> _Passage_:
•••

But at this point...there ought to be 10,000 Guardsmen in the city...and not a single person ought to be remaining there after tomorrow. I doubt seriously that this will happen. It will be at least a week before enough Guardsmen arrive, and at least 10 days before everyone is forced out of town. I see the Guardsmen having to kill at least 40 robbers before things get right. And there will be senate meetings later to explain who gave the order and why "innocent" people had to die on the street with TVs in their hands.
"Remember: Never, EVER, let the government heard you into any kind of enclosed encampment of facility. You are better off on your own".
MSNC and CNN are hysterical over the situation. Absolutely hysterical.
" Babies are dying."
"Dead bodies everywhere."
The camera man seemed desperate to find a dying baby, but, I only saw sleeping babies.
But, if what the mothers say is true-they have no formula, no bottles, no diapers -
this could spin out of control very rapidly.
They must triage and get the mothers and children out ASAP.
The first time a camera man can find a baby that has died-the media will go beserk.
The security and flood situation they admit, is making help very difficult.
Buses are lined up- empty , but, MSNBC reports the drivers are refusing to come in, because of the looters.
But, something has to change on the ground very soon or by tonight ,
Brian Williams will be calling this our own Rwanda.
Mr. Edwards belongs to that cohort of useless able-bodied males who couldn't think their way out of a paper bag if left on their own.
Only an idiot counters scenes of people dying in the streets with "liberals," or any other mindless FR cliche: MSM/Clinton/blah blah blah.
Fact is, we got military help into the tsunami area within 48 hours, and $100,000,000 of MY money (and yours) on the spot in days.
The intellectual level of FR has fallen into the sink.
I would have stayed right in the hotel, which should have a good stockpile of booze.
Welcome Newbie.
So if I lived or was considering to move to San Francisco I would think twice. There is a paralel here. Both cities were the 2 main cities that were talked about.
Some refused, but I also heard a story tell of a teacher that spoke of students too poor for their families to get out. Don't know if it's a matter of opinion, or if they really were poor?

•••

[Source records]

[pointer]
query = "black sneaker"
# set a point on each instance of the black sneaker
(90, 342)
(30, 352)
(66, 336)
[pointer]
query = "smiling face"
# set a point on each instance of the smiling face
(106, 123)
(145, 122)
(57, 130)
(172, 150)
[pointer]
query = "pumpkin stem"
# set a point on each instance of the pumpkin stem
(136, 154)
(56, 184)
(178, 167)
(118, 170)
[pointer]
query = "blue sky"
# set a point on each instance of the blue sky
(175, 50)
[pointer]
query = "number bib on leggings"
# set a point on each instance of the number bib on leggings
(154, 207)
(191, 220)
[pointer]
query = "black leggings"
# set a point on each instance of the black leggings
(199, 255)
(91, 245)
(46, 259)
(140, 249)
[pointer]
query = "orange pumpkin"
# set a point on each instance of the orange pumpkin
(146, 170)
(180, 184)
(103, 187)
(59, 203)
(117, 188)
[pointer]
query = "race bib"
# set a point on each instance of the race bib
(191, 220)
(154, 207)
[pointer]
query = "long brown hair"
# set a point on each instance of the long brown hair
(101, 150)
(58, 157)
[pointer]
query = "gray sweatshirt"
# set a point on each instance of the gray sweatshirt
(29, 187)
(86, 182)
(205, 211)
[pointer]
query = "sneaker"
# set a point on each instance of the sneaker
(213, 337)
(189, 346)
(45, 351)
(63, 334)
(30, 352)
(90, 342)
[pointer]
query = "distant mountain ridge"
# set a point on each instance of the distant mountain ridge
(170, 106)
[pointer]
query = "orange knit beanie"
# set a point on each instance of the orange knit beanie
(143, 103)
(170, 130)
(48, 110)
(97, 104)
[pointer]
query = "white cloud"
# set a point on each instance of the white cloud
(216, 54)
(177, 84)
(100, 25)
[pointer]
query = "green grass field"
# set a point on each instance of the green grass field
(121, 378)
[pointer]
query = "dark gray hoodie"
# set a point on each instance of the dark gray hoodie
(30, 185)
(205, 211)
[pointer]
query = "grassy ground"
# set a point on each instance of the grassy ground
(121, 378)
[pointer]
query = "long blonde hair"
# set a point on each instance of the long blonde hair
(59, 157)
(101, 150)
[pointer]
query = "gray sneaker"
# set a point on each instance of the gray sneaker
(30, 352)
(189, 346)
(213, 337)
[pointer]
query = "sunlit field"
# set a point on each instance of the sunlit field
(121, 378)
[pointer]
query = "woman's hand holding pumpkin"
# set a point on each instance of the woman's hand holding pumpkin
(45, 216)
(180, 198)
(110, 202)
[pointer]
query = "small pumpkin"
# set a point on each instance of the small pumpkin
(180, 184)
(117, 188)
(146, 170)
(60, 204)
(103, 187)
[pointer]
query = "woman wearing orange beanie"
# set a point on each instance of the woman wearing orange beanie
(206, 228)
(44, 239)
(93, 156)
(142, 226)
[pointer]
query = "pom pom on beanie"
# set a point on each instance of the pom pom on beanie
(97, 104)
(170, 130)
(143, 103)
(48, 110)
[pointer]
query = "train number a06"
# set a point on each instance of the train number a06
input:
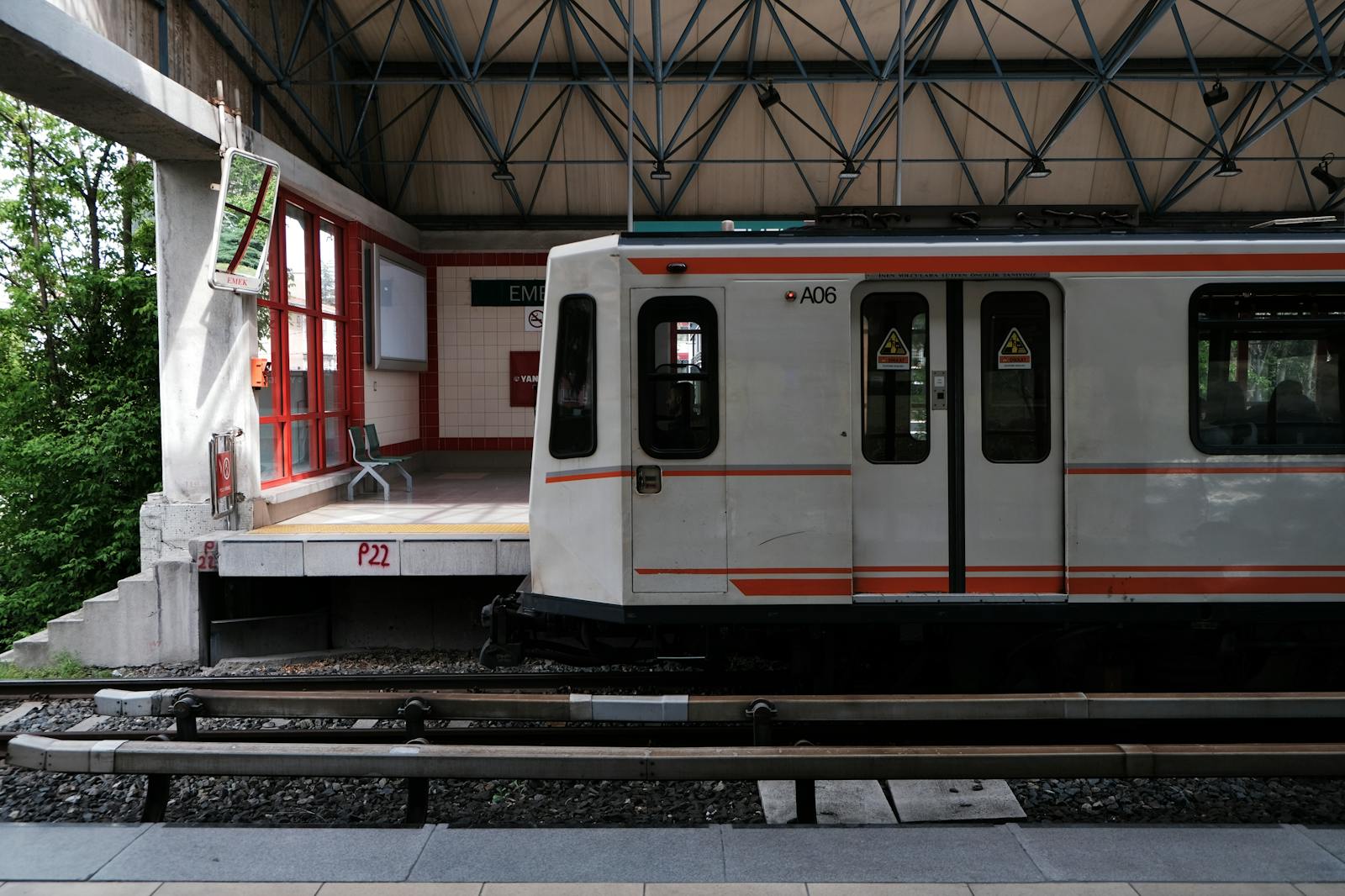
(818, 296)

•••

> _What you need to do_:
a. In the flood passage, change "Buses" to "Vans" and write out the text from "They must triage" to "of the looters." with that swap made.
b. According to the flood passage, why are the drivers refusing to come in?
c. Pick up the flood passage after its last sentence and keep writing.

> _Responses for each task_:
a.
They must triage and get the mothers and children out ASAP.
The first time a camera man can find a baby that has died-the media will go beserk.
The security and flood situation they admit, is making help very difficult.
Vans are lined up- empty , but, MSNBC reports the drivers are refusing to come in, because of the looters.

b. Because of the looters.

c.
Something not much different than this occurred during that heat wave in France a while back. The final death toll for that little failure of the welfare state was somewhere in the range of 5,000 to 14,000, depending on the accuracy of various sources.
As I recall, it was August, and all the Doctors and nurses were on "holiday".
These people are starving to death. More people will die by suspending operations than by continuing even with a gunshot having been fired.
Well I am just assuming that other countries will help us out like we help them.
My God, it's unfathomable!
Everyone just needs to get the heck out of there! take your children, throw you grandma over your back if you have too... but GET THE HECK OUT OF THERE!
Don't wait one second longer, just LEAVE!
You can do everything for other countries but you can't do nothing for your own people. You can go overseas with the military but you can't get them down here."
.....what an ungrateful Ba$tard!"""
IF, I say IF this 47 y/o man ever votes, I'll bet it is straight Demo ticket.
I am 65 y/o. I live in rural circumstances. I take care of my own property and all my critters. I don't always do everything alone, but I have no trouble hiring neighbors to help me with something too big for one person to do. The bulk of it I do all alone. The last property I had had only a wood burning stove for heat- (which I loved and miss badly)- and I dropped and cut and split my own firewood.It was good exercise.
Oh yes, if only New Orleans had been white, the storm would have turned back.
We are witnessing the ultimate and inevitable consequence of liberalism.